▶ _TASK INPUT_:

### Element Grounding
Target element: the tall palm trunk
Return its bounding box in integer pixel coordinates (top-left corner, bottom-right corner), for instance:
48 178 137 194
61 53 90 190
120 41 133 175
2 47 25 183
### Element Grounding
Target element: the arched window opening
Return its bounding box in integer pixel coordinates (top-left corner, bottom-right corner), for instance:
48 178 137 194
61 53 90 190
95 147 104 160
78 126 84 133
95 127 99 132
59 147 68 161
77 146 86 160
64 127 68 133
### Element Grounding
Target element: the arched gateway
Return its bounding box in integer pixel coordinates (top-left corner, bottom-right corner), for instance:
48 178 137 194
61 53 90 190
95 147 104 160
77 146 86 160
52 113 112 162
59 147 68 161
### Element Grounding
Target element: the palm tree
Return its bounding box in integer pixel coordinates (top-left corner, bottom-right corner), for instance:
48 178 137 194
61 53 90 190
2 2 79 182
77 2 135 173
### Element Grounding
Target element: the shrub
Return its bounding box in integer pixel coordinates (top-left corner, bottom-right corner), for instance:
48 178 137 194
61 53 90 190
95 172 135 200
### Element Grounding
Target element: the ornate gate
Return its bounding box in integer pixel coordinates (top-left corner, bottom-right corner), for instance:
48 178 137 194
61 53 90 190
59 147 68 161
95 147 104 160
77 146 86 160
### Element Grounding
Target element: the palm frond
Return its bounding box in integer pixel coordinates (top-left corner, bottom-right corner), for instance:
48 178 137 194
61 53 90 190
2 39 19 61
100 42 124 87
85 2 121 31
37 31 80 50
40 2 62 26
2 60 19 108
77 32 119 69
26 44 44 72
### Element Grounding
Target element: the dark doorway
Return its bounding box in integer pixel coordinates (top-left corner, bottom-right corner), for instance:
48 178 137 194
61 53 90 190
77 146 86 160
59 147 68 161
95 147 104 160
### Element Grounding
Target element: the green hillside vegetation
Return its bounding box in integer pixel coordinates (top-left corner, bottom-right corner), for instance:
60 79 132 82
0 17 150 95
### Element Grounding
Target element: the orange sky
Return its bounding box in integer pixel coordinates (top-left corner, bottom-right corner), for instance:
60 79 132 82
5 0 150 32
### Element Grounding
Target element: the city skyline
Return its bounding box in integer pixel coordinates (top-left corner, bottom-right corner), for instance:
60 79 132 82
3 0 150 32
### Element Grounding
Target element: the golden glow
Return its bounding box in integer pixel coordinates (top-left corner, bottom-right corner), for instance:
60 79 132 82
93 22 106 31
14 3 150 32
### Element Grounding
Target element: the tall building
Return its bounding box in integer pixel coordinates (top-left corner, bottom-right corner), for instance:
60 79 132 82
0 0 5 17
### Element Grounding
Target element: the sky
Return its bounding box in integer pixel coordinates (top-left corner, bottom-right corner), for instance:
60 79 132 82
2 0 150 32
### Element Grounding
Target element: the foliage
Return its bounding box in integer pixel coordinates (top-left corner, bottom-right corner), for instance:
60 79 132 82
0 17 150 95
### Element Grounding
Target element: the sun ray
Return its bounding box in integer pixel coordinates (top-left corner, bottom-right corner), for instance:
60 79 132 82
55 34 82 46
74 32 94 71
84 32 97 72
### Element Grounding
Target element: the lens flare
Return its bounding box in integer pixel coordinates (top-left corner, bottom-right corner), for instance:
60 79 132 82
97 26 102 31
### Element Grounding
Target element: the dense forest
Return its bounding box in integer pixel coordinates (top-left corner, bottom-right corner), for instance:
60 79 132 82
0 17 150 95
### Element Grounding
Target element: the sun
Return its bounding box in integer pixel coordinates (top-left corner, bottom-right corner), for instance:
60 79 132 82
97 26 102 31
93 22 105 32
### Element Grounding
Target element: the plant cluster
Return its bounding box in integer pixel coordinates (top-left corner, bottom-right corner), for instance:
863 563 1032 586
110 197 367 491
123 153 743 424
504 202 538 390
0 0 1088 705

▶ _WHAT THE EXERCISE ASKS_:
Copy the material verbatim from its first line through the line containing "2 47 25 183". Include both of those lines.

▶ _TASK SOLUTION_:
### Element Grounding
Target element: the tall palm trunk
Return its bounding box in integer pixel coordinates (top-left corner, bottom-right corner), for instance:
48 178 137 194
61 53 90 190
120 41 133 175
2 47 25 183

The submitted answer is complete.